**Task details**
Can you transcribe every entry word for word, skipping the images?

── Dataset entries ──

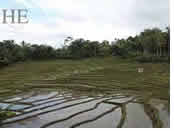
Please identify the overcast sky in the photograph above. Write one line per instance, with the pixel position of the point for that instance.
(51, 21)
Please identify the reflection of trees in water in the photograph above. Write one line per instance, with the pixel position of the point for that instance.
(153, 114)
(151, 111)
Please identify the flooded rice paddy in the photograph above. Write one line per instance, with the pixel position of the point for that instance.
(62, 108)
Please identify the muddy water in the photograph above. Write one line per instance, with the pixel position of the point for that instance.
(59, 109)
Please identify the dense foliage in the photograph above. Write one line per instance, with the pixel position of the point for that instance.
(149, 45)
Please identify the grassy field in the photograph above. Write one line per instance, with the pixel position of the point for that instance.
(96, 74)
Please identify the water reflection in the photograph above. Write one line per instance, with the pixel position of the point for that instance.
(69, 108)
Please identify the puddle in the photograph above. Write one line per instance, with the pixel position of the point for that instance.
(60, 109)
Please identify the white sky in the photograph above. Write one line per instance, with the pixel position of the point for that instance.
(51, 21)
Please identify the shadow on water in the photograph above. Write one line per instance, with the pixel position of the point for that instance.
(68, 108)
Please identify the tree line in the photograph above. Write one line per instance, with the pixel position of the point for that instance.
(151, 43)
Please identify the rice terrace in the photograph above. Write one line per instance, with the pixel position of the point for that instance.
(85, 64)
(95, 92)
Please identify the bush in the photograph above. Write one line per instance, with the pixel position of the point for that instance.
(151, 59)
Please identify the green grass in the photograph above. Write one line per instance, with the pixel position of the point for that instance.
(103, 74)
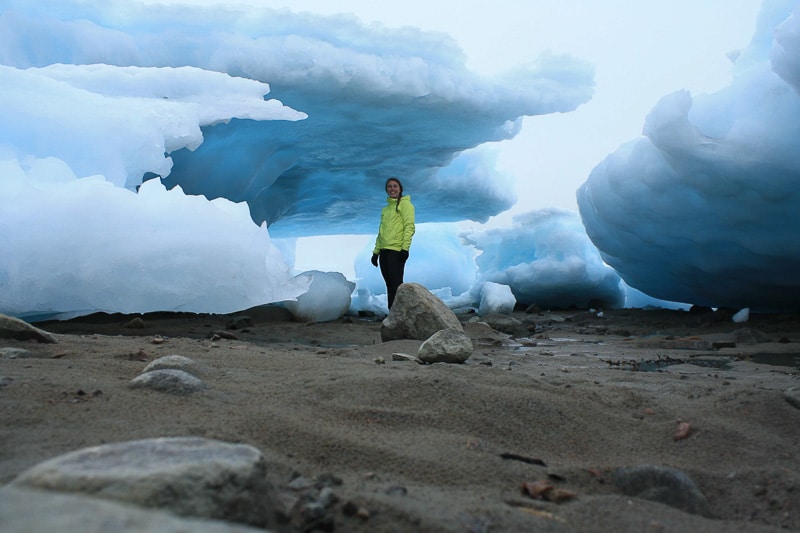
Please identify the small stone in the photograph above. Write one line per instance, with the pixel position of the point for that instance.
(175, 362)
(239, 322)
(170, 381)
(136, 323)
(446, 346)
(793, 396)
(664, 485)
(15, 353)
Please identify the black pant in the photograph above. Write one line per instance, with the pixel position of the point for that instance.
(392, 267)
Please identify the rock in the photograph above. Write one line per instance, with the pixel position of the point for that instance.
(16, 353)
(239, 322)
(446, 346)
(417, 314)
(14, 328)
(135, 323)
(36, 510)
(172, 362)
(168, 380)
(793, 396)
(663, 485)
(399, 356)
(188, 476)
(750, 336)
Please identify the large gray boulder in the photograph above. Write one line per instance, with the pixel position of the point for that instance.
(188, 476)
(14, 328)
(417, 314)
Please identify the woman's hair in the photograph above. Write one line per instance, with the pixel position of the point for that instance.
(397, 205)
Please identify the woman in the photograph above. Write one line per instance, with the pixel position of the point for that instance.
(394, 237)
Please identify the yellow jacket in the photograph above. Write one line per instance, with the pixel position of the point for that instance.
(397, 225)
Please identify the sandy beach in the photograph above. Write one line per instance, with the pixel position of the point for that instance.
(564, 399)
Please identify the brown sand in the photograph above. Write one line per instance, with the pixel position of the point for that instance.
(446, 447)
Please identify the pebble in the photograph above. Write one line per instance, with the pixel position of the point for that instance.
(663, 485)
(15, 353)
(793, 396)
(168, 380)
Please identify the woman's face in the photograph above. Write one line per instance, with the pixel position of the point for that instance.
(393, 189)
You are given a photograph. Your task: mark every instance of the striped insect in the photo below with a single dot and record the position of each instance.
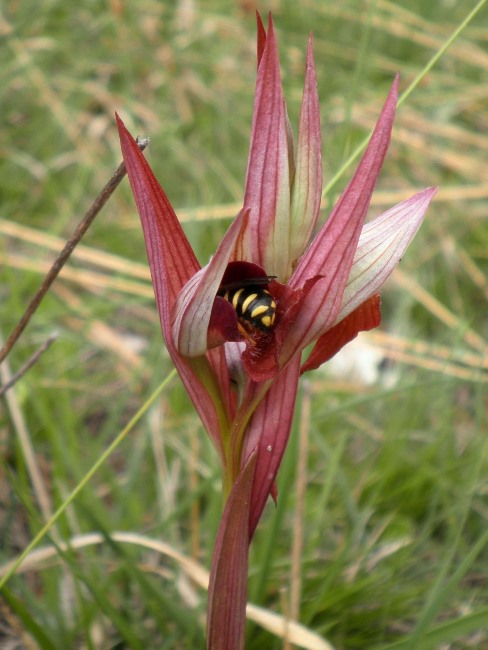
(255, 306)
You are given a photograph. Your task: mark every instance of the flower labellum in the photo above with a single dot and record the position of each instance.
(236, 328)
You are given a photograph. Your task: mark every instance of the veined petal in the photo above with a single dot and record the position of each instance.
(269, 429)
(382, 244)
(193, 308)
(173, 263)
(332, 251)
(306, 190)
(268, 175)
(363, 318)
(261, 38)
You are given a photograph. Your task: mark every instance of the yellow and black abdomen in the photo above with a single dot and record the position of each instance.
(254, 305)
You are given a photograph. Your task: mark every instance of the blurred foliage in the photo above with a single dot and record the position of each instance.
(394, 518)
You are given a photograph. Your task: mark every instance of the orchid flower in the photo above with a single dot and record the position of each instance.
(324, 289)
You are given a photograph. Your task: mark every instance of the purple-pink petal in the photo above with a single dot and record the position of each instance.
(381, 245)
(306, 190)
(332, 251)
(193, 308)
(267, 192)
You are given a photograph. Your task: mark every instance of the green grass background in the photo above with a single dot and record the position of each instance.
(394, 518)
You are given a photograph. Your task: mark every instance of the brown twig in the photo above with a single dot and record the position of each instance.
(69, 247)
(28, 364)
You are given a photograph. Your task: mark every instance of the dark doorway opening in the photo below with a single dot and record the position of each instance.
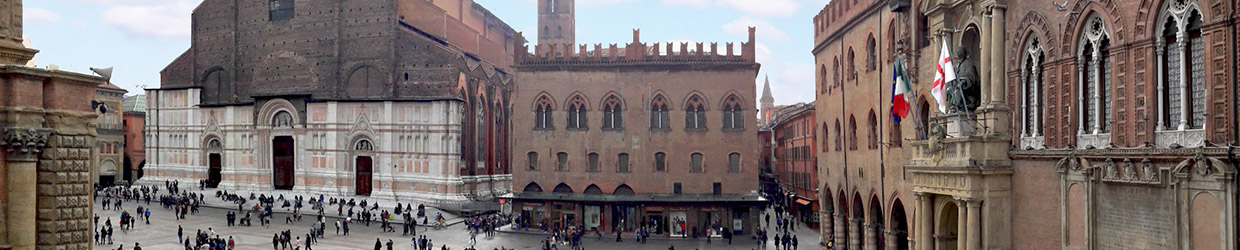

───

**In response**
Please identify the overcast sky in the photograph above. Write one line per instance, with the pixel position of the point for that instance.
(51, 21)
Please identify the reflection of trees in water in the photograph above. Write one line per instance, with the pixel position of the point for that instance.
(153, 114)
(151, 111)
Please identify the flooded rice paddy in the photograph above. Write one line per instance, with the pixel position of the point for that instance.
(62, 108)
Please identify the muddy water in the photograph above. Write one line per instance, with the pixel position of the point for that instance.
(59, 109)
Please identify the dense foliage in the photograph above. Write one line per instance, with the pixel position of the point for that instance.
(149, 45)
Please identify the grassy field in the photograph above. Write one line per instance, with the pixel position of the point for that instance.
(96, 74)
Please identify the water reflection in the photograph above. Write one line per instance, with the pixel position of the point for that instance.
(69, 108)
Please identify the puddle in the photograph above. Write one line per instance, with the pixel position of the point for that instance.
(60, 109)
Please identify the white sky in the photograph above. Write one line per instance, with the pixel position of the point for that instance.
(51, 21)
Please identify the shadow on water in the photograph above. Write one line per instance, with the pixel position of the point for that instance.
(68, 108)
Please identify the tree line in the photograph above. Write one line per instance, with the pixel position of the point for that instance.
(151, 43)
Please identify the rice terrace in the photograph above. Write one line per instance, with the pixel position of the point for that instance.
(85, 64)
(95, 92)
Please identify the bush in the photograph above. Write one line per instance, with the pixel position of the point for that instance.
(151, 59)
Please identify the green grass in the photograph above. Write one line per instance, with the pixel position of the point for that instance.
(103, 74)
Please identify the small stone in the photograph above. Write one line per instance, with the pixel position of the point for that instance.
(175, 362)
(239, 322)
(170, 381)
(136, 323)
(446, 346)
(793, 396)
(664, 485)
(15, 353)
Please identify the black pant in the photograph above. Write one line per instance, with the pixel position of the point for that instance.
(392, 267)
Please identify the rock in the photograph above. Write one line per instance, with the pixel position of the point for that instance.
(16, 353)
(239, 322)
(446, 346)
(417, 314)
(14, 328)
(135, 323)
(36, 510)
(172, 362)
(168, 380)
(793, 396)
(663, 485)
(399, 356)
(188, 476)
(750, 336)
Please identify the large gray boulder in the photograph above. Write one line per instance, with the pixel position of the point for that instance.
(188, 476)
(14, 328)
(417, 314)
Please identify the woman's hair in the photograph above. Write one line per instance, with the pixel position of the point for that instance.
(397, 205)
Please identify the woman in the photograph above. Write one line per instance, with the pixel position of the point for that instance.
(394, 237)
Please identify the yellow jacket in the photograph above. Write one line per instance, with the pixel position of the point for that instance.
(397, 225)
Please identify the sandy beach in the photograph above. Write one line per instance, with the pixel position of the point for that instance.
(564, 399)
Please identify the brown sand in the photograph above. Write one line per instance, with the pixel position of the point for that instance.
(446, 447)
Please identify the pebble in the photograph above. Write one line per instance, with the pixel position of the point for that instance.
(663, 485)
(15, 353)
(793, 396)
(168, 380)
Please identify the woman's face in the photograph above. Write one line per instance, with the pixel position of the point for that instance.
(393, 189)
You are given a photograph. Your task: mark every instance of the striped insect in the photo below with a single dot and record the position of each instance.
(255, 306)
You are given a photograph. Your task: mark every instance of the flower labellum in the photo above with a single dot and record the position of each instance.
(236, 328)
You are given a photograph. Your task: mark every instance of the veined petal in the photo above with a single dot and record the position of each instance.
(269, 429)
(382, 244)
(193, 308)
(173, 263)
(332, 251)
(306, 190)
(268, 175)
(363, 318)
(261, 38)
You are given a photograph. Your task: mark every instance of the yellow and black abdomen in the photo above with a single dot and record the position of each instance.
(254, 305)
You are given a photograph. Your task: mark every instance of the blurred foliage in the photo above with a single dot and record the position of each instance.
(394, 518)
You are given a photograph. Your task: mark every instance of the orchid flower in the photo above with a single dot and record the position of each instance.
(324, 289)
You are given a photograph. Your task: mark every instance of the purple-pink petal in the photo above with a single dot and record the position of each instance.
(381, 245)
(306, 190)
(332, 251)
(193, 308)
(267, 192)
You are given a photograph. Your task: mark every instance of the green grass background in the photo above with a single dot and record the position of each instance.
(394, 518)
You are given a photograph. Your task: mark every instance of the brown twig in the photo above with a single dot and record the position of each instance.
(69, 247)
(28, 364)
You are given a photograph. Your task: mark every instance of the dark doorway opening in the photo below with a single dot and record the position of each instance.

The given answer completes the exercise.